Quoted passage →
>> Start

As I hand-kneaded the dough, I thought to myself that I was being too generous with the instruction to "add more flour as necessary." The dough was extremely wet and sticky, had glued itself to my lightly floured countertop, and had gloved my hands. It took a lot of flour to get it to a consistency that I could knead. It's highly probable that this is the root of my problem. My finished product was a cross between pizza dough and pita. It baked into stiff, dense breads, with none of that lovely stretchy chewiness that I associate with naan. Oh well. I hope everyone else had a better experience! Now, who's ready for some French Strawberry Cake? I am! I am!

I can't find my camera cord anywhere. I'll upload a pic later, if/when it turns up. 

You can find the full recipe on either Maggie's blog, Always Add More Butter, or Phyl's blog, Of Cabbages and King Cakes.

Friday, May 25, 2012

FFwD: Lyonnaise Garlic and Herb Cheese

It was pretty much a no-brainer that I'd love this week's French Friday's with Dorie recipe: Lyonnaise Garlic and Herb Cheese (pg 20 of Around My French Table). Mix oil, red wine vinegar, garlic and herbs into ricotta cheese. Smear on bread. Smile.

Thank goodness it was such a simple recipe, because my brain went wonky while I was shopping for the ingredients. Who knows what would have become of a recipe that involved work? I have a glitch where, 7 times out of 10, I see that a recipe calls for shallots, and think, "Oh good, I have those in the fridge." However, I don't have shallots. I have scallions. I see the word shallot, and I visualize a scallion. I read the word shallot, and I buy a scallion. I do it all the time. I did it this time. I have no explanation.

I used up all my tarragon on a chicken earlier this week, so I took Dorie's recipe as a guideline, and used the herbs I had on hand: basil, chives, thyme, and parsley. And extra garlic, because garlic makes the world better. Stinkier, but better.

This is one of those tasty, satisfying, simple ideas that make me kick myself for needing a recipe for it at all. Why haven't I been doing this my whole life? It's such a logical food combination.

Conclusion: Loved it.


Thursday, May 17, 2012

FFwD: Double Chocolate Banana Tart

I stalled as long as I could before making Double Chocolate Banana Tart, not because I didn't want to eat it, but because I didn't want to make it. In my brain, a fully baked chocolate tart shell + caramelized bananas + chocolate ganache + sliced bananas + glaze = lots and lots of work. Fortunately, my brain was wrong.

The dough for the shell whirs together in no time in the food processor. Then it's pressed into the tart shell, which is waaaay easier than rolling one out and hoping it fits.

All you do to caramelize banana is to cook slices in sugar. Boom. Done.

Chocolate ganache? That's just boiling heavy cream mixed into chopped up chocolate, then stirred with butter.

Layer it, cool it in the fridge, and shortly before serving, slice some fresh banana on top and brush them with heated apricot jelly.
There may have been four layers, but this was the easiest tart I've ever thrown together. It tasted like all the best parts of a banana split.

I would make this again in a heartbeat, but only if I had company coming for dinner. It's pretty, for one, but more importantly, it's quite rich, and I don't think the top layer of bananas will last long enough for Matt and I to eat it on our own. We kept a slice each for tonight's dessert, and sent the remainder off to the USO. I may regret that decision tomorrow.

>> End

Direction → Resume the cooking blog after its final sentence, "I may regret that decision tomorrow."

Point-based annotation data

>> Start

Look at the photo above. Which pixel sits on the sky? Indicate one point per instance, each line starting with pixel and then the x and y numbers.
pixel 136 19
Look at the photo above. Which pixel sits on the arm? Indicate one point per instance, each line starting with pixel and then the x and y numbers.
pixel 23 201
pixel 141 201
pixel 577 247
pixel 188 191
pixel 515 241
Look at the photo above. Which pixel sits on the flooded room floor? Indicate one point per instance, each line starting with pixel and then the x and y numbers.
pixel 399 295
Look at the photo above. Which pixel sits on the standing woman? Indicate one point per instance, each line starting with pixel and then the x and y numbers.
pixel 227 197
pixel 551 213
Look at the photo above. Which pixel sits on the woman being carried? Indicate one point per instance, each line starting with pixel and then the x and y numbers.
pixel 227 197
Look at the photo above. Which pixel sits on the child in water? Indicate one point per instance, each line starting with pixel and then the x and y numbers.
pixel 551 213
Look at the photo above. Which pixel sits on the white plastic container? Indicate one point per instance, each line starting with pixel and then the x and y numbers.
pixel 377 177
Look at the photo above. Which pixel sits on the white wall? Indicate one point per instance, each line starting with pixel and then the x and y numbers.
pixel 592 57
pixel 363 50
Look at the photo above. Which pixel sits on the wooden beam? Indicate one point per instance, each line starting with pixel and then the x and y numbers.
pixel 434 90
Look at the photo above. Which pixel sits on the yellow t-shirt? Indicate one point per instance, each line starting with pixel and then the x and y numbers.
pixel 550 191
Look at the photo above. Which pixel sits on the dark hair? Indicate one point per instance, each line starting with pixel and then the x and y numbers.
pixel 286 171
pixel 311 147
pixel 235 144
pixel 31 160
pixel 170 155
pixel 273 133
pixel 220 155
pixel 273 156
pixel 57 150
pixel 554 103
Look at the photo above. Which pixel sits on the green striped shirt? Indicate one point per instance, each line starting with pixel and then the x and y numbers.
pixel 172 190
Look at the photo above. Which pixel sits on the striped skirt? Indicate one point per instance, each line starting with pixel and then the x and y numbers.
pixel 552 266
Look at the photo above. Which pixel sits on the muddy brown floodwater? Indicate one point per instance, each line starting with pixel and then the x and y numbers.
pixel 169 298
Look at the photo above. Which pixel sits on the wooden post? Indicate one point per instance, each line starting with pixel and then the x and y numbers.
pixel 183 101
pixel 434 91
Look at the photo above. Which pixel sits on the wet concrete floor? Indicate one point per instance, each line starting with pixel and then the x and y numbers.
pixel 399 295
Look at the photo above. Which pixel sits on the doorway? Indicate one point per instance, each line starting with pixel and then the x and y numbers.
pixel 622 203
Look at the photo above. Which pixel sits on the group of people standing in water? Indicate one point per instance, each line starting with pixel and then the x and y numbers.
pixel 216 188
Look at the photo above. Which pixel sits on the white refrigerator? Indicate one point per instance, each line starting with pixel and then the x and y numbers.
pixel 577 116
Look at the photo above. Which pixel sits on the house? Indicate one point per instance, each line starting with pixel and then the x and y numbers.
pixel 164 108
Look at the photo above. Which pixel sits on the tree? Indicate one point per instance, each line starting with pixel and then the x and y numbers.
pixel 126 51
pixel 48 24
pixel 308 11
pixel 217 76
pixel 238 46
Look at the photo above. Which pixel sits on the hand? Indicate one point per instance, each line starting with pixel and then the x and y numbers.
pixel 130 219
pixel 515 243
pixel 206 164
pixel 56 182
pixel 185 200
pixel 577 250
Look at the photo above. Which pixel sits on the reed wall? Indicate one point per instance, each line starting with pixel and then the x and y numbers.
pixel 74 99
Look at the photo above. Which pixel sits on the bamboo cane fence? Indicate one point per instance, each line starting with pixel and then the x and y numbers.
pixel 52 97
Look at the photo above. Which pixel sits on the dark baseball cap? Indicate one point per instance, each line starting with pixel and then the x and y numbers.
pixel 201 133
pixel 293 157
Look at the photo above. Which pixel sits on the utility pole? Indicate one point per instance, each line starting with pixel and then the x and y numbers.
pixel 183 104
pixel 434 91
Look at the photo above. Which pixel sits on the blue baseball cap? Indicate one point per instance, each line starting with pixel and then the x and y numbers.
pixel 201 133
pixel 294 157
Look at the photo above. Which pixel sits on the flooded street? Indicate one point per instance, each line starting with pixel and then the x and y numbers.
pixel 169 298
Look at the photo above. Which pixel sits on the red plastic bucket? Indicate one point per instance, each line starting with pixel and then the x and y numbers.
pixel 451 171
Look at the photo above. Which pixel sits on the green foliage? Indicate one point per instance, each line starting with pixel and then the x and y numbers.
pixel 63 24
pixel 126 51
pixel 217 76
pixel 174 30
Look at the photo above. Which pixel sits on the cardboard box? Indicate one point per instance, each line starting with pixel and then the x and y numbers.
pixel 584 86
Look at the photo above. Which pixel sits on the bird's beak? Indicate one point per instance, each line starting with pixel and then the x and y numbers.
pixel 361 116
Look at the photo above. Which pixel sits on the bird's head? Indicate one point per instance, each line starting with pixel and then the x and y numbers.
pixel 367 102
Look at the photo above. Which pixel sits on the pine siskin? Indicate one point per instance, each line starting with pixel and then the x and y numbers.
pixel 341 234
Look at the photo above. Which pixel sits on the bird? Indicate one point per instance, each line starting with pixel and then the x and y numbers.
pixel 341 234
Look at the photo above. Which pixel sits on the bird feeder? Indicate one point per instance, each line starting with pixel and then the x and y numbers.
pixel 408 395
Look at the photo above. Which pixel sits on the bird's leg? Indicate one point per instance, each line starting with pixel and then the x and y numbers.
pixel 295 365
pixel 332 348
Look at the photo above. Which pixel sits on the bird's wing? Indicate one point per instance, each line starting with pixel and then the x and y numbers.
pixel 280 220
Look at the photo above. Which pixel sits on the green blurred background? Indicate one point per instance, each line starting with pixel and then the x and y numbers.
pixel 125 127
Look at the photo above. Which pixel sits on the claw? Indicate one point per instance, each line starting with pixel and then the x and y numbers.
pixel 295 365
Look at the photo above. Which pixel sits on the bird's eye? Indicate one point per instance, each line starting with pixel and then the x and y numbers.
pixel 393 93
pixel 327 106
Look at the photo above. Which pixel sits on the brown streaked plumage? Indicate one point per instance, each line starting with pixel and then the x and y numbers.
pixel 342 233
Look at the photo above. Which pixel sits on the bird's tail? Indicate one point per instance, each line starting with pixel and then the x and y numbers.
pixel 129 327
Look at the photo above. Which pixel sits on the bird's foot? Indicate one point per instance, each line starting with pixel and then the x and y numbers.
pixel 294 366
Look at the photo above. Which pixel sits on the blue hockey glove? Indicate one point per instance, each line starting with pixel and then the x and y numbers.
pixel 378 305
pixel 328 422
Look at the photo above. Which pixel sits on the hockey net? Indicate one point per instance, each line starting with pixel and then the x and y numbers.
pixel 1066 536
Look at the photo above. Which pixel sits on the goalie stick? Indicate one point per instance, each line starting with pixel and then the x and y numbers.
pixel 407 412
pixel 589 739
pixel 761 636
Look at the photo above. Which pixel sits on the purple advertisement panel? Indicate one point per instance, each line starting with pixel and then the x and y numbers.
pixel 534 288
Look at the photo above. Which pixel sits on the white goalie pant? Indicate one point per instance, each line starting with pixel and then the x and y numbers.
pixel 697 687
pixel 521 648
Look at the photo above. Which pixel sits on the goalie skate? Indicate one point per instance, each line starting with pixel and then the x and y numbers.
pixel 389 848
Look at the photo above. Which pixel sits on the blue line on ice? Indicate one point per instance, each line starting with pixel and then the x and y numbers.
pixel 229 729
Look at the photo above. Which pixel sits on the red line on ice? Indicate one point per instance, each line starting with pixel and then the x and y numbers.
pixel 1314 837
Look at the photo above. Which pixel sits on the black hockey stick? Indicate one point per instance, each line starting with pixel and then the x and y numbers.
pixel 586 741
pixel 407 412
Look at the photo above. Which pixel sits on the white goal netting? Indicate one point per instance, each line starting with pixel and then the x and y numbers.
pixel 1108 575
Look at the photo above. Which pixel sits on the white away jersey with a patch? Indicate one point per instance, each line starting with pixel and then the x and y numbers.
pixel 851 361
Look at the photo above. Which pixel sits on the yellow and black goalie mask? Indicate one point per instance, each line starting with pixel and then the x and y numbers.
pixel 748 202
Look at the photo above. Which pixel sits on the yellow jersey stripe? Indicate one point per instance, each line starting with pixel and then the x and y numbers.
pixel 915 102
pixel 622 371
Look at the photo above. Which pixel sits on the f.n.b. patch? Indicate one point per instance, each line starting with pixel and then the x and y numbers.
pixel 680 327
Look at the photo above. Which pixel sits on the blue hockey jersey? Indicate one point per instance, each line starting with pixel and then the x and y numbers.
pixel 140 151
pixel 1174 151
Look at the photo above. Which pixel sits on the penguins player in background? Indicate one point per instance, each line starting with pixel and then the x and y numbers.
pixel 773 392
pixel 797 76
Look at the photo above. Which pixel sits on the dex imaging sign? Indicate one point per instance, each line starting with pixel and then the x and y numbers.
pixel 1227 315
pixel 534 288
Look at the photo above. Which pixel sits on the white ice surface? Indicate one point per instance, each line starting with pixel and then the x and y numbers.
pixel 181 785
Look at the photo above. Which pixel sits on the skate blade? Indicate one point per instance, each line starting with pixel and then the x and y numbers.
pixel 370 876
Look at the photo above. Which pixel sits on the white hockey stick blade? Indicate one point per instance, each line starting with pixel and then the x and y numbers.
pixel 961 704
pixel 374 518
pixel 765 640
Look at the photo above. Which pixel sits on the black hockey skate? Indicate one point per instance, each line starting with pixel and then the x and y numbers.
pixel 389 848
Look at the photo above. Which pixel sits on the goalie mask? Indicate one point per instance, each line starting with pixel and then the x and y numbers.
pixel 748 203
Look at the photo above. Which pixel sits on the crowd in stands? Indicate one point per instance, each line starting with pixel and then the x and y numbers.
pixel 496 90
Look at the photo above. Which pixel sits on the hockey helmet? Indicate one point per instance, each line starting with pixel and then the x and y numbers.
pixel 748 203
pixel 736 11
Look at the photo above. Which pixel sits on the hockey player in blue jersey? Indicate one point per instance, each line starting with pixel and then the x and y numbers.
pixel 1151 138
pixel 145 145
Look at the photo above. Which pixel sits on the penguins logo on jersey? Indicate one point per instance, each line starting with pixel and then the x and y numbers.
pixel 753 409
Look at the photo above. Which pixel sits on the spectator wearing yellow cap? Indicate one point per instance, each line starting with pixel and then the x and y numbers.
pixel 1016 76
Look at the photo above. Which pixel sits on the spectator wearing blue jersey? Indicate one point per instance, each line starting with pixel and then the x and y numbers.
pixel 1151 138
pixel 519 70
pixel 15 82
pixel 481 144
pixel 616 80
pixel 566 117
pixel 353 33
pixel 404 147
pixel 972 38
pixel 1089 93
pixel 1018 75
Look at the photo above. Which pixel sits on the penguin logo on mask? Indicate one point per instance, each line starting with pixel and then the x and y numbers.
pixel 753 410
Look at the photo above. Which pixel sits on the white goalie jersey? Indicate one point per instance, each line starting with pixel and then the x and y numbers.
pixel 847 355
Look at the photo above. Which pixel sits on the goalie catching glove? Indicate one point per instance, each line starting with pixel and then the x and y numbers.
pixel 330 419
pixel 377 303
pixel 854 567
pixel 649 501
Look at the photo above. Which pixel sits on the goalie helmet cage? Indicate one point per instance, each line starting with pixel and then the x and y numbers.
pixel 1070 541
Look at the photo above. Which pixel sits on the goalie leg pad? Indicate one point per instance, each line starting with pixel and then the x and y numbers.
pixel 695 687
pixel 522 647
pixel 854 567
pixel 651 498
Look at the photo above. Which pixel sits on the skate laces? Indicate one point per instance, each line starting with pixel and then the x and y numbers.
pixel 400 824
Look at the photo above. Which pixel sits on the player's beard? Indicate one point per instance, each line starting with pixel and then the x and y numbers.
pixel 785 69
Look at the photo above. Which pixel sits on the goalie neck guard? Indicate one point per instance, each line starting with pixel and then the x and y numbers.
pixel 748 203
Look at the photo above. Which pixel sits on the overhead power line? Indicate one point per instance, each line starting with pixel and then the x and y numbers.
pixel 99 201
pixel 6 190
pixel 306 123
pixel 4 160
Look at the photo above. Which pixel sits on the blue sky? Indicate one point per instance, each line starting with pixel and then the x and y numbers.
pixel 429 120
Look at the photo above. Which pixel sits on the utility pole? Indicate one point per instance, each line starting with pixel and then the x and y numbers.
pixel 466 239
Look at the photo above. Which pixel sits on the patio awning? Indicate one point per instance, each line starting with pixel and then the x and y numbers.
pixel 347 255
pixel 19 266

>> End

Answer below →
Conclusion: Loved it.

I made last week's Provencal Olive Fougasse on time, but, as is becoming my habit, I didn't blog about it. All I can say is OH MAH GOD. I'm addicted to it. One bread was the star of my favorite type of dinner--small plates of meats and cheese and veg to grab at and nibble on--and I brought the second to a friend's graduation part last Saturday, where it promptly vanished. One friend said, "I hate olives, but I LOVE this!" Dorie Greenspan: forcing people to reevaluate their tastes, one mouthful at a time. 

Conclusion: Loved it.

Thursday, May 3, 2012

FFwD: Almond Flounder (ahem, Tilapia) Meuniere

Matt had to go to a conference in DC for the week, so, in the name of pantry-and-freezer-emptying, I seized the masochistic opportunity to eat a stockpile of Nutrisystem meals that have been sitting around for over a year. I look at those boxes and see dollar signs, and I just can't bring myself to throw them out. They're nasty, though. Really nasty.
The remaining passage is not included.